▶ _What to produce_: Render the records from the line with "mark the region of the red" to the line with "POLYGON ((576 148, 571" as a two-column CSV with the header input,output and one row per record. Put the record's text in input and its answer in output, each as a single quoted field with line breaks replaced by spaces.

[Shape labeling records]
=-=-=-=-=

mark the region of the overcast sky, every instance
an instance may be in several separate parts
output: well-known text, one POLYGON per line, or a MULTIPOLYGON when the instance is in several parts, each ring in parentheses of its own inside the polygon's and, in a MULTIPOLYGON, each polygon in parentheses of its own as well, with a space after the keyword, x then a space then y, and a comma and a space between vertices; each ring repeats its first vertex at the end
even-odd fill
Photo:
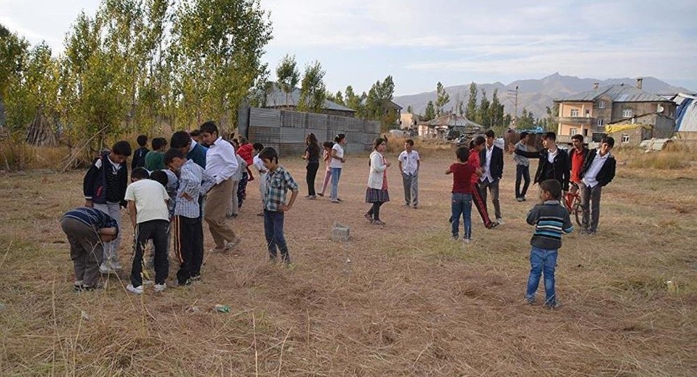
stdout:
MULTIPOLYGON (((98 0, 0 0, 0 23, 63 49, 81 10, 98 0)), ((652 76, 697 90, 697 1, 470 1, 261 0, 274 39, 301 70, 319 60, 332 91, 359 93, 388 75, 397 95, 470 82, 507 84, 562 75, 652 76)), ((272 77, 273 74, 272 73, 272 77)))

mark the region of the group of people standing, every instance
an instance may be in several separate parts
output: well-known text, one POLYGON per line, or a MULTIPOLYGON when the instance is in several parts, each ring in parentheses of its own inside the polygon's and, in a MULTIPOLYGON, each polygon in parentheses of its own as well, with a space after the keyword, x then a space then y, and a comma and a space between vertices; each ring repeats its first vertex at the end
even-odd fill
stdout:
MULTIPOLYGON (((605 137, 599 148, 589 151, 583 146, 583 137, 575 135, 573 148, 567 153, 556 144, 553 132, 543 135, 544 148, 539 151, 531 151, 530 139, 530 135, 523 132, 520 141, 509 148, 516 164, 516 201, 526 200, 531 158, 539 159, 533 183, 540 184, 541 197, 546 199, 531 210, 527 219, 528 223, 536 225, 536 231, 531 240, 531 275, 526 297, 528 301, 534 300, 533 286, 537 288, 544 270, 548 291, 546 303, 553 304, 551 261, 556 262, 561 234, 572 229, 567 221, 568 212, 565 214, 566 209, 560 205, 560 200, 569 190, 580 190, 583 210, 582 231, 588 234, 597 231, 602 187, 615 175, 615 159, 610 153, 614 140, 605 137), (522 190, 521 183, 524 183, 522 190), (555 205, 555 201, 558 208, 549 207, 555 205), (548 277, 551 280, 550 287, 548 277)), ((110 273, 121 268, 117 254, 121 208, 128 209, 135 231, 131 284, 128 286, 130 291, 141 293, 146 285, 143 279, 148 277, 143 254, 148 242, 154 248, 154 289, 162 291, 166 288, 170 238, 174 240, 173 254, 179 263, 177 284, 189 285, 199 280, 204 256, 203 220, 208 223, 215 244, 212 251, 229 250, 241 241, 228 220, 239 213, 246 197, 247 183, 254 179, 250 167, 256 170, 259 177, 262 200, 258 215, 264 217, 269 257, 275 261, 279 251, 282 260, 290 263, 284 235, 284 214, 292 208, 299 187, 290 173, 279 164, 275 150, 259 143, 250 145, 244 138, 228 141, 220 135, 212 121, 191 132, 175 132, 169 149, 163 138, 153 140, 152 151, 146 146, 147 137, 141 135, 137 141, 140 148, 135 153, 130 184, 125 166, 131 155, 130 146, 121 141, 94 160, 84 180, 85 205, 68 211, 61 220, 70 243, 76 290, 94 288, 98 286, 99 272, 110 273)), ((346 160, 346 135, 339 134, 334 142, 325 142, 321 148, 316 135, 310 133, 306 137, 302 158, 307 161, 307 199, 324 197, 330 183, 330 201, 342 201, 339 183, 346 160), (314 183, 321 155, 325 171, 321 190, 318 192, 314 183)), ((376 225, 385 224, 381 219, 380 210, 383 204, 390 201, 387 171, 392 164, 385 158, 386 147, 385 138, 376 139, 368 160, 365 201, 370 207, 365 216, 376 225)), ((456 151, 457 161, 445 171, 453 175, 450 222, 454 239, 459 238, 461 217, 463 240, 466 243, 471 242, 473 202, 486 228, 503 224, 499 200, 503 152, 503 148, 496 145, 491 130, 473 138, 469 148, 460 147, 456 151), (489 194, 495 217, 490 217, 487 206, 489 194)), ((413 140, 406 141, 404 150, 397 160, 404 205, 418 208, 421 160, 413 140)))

=-=-=-=-=

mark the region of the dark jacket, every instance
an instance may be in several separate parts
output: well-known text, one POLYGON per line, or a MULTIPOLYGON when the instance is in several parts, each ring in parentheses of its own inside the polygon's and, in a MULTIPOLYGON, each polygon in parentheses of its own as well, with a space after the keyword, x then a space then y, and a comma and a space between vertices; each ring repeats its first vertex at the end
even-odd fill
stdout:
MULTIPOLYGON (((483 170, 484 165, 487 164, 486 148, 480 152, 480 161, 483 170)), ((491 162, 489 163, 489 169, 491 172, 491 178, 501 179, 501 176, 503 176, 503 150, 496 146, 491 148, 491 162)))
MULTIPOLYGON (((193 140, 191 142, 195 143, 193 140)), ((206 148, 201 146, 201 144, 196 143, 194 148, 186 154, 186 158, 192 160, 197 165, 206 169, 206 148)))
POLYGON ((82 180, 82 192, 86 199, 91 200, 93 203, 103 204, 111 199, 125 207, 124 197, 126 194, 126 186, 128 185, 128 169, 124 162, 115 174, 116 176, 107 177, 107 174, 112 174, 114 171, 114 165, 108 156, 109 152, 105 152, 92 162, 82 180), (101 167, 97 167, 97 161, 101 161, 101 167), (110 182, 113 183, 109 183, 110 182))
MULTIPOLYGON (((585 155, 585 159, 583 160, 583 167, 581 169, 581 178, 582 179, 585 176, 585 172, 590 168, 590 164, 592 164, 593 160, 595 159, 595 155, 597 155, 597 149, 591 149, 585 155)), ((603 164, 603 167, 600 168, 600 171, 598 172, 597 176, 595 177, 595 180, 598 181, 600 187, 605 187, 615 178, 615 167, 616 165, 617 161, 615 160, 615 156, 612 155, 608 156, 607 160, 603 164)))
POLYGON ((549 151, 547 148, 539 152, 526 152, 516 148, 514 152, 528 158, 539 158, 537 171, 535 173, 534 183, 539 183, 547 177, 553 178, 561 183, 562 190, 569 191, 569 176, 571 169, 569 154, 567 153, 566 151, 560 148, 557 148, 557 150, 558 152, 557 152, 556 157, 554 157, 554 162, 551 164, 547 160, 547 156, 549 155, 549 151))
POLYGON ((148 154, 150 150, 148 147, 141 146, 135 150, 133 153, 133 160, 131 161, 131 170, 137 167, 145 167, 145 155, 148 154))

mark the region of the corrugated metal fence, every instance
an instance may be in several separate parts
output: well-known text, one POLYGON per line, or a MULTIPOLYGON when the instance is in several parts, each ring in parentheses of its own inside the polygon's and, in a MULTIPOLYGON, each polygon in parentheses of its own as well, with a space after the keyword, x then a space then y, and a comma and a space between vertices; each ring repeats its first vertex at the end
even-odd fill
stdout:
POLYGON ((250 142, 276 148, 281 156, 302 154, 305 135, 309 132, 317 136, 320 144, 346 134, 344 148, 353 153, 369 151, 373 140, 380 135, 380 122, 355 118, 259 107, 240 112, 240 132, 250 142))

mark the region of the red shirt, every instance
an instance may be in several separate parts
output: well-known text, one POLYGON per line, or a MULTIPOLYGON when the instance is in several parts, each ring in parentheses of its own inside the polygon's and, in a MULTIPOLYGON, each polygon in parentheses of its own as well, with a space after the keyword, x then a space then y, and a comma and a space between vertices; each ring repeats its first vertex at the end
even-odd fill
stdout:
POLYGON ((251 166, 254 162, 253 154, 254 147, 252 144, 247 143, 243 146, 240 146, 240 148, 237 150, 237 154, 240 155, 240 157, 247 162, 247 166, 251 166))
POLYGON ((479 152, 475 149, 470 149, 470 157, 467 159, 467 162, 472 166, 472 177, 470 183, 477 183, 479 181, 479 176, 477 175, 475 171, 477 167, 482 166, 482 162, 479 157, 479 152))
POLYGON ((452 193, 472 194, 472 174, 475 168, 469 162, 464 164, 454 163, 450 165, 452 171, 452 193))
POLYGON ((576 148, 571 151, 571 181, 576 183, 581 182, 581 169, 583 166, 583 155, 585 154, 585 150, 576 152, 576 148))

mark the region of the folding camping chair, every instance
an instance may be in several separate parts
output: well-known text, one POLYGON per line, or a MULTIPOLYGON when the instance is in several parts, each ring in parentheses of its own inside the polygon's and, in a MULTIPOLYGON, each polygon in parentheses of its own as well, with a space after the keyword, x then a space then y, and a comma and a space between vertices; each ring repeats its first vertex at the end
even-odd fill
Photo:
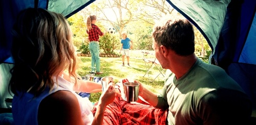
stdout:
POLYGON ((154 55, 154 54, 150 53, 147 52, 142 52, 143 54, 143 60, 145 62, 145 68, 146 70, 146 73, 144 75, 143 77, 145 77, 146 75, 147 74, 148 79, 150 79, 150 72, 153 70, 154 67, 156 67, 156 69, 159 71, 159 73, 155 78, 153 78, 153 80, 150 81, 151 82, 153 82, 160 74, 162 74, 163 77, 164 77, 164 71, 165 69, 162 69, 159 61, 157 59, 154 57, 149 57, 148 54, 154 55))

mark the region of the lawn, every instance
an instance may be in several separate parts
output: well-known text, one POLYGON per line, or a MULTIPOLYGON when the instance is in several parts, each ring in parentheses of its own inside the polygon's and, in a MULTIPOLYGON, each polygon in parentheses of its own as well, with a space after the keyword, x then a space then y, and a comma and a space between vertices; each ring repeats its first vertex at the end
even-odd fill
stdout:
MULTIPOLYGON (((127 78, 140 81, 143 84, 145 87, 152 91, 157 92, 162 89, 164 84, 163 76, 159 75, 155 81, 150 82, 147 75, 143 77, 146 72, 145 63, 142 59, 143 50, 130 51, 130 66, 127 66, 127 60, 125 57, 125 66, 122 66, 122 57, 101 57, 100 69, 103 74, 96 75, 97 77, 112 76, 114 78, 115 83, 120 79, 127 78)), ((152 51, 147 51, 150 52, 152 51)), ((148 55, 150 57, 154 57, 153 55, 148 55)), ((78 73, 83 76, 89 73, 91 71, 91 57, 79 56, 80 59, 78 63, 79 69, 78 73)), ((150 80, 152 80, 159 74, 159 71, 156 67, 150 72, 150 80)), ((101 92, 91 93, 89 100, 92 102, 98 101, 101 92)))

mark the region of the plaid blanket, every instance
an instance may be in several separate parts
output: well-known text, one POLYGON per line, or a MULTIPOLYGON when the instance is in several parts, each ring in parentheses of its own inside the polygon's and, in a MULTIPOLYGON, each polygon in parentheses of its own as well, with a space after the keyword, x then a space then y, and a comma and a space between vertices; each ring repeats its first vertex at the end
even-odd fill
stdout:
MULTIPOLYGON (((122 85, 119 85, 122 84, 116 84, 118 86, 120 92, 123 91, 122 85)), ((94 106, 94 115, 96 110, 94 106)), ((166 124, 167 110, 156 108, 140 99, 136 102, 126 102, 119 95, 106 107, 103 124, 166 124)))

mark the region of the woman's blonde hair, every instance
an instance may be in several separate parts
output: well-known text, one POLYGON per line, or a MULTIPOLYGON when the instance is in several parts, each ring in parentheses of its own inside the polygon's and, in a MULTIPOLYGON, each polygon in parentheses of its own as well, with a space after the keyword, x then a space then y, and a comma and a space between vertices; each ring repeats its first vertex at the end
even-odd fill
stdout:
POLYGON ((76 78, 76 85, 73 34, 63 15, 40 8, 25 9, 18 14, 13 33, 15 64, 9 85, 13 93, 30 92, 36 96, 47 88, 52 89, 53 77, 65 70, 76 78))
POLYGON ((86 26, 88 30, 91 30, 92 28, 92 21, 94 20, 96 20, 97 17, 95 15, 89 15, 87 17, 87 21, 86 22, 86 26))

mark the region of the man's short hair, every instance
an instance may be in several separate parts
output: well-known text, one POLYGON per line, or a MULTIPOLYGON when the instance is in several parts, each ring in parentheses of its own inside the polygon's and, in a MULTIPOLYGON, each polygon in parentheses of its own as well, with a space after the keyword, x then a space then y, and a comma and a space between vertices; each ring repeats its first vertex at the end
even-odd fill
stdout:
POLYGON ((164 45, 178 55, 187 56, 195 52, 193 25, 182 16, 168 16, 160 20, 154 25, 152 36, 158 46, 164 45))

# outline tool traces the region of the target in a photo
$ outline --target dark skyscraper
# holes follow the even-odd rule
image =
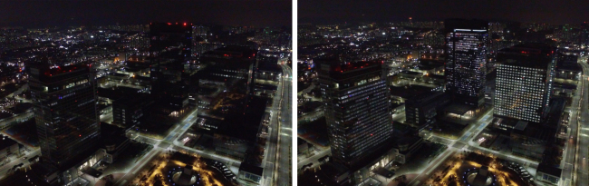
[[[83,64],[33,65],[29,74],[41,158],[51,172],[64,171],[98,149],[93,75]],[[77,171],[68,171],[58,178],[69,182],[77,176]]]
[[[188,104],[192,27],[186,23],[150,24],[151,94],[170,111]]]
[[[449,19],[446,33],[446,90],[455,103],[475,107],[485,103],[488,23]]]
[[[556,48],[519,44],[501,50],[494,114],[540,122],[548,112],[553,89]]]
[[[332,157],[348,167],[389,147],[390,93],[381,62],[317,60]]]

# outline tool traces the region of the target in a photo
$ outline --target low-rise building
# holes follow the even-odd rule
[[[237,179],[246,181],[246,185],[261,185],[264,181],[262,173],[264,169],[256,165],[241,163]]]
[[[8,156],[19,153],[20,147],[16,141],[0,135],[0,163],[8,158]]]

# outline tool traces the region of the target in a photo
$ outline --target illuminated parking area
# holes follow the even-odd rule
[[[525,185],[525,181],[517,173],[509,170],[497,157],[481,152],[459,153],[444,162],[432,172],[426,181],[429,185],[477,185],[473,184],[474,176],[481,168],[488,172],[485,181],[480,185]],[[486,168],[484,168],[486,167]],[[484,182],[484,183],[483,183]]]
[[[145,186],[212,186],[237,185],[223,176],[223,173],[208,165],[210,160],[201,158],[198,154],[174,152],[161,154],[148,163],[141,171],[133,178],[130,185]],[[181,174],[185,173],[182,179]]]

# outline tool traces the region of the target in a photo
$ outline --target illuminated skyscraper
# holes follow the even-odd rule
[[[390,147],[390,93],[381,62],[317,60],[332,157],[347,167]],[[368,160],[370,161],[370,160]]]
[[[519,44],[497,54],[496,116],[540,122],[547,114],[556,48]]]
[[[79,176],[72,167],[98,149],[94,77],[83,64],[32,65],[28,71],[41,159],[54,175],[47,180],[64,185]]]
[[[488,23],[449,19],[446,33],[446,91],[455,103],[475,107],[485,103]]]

=-=-=-=-=

▶ _Written response_:
input,output
"mark the region of the red shirt, every instance an instance may be in several separate parts output: well-known text, one POLYGON per line, or a MULTIPOLYGON when the instance is in several parts, each ring in parentheses of its own inside the polygon's and, in a MULTIPOLYGON, each polygon in parentheses of its own as well, with a space after the keyword, x then a space then y, and a comma and a space between vertices; each ring repeats its first vertex at the end even-odd fill stdout:","POLYGON ((251 166, 254 162, 253 154, 254 147, 252 144, 247 143, 243 146, 240 146, 240 148, 237 150, 237 154, 240 155, 240 157, 247 162, 247 166, 251 166)) POLYGON ((479 152, 475 149, 470 149, 470 157, 467 159, 467 162, 472 166, 472 177, 470 183, 477 183, 479 181, 479 176, 477 175, 475 171, 477 167, 482 166, 482 162, 479 157, 479 152)) POLYGON ((452 193, 472 194, 472 174, 475 168, 469 162, 464 164, 454 163, 450 165, 452 171, 452 193)) POLYGON ((576 148, 571 151, 571 181, 576 183, 581 182, 581 169, 583 166, 583 155, 585 154, 585 150, 576 152, 576 148))"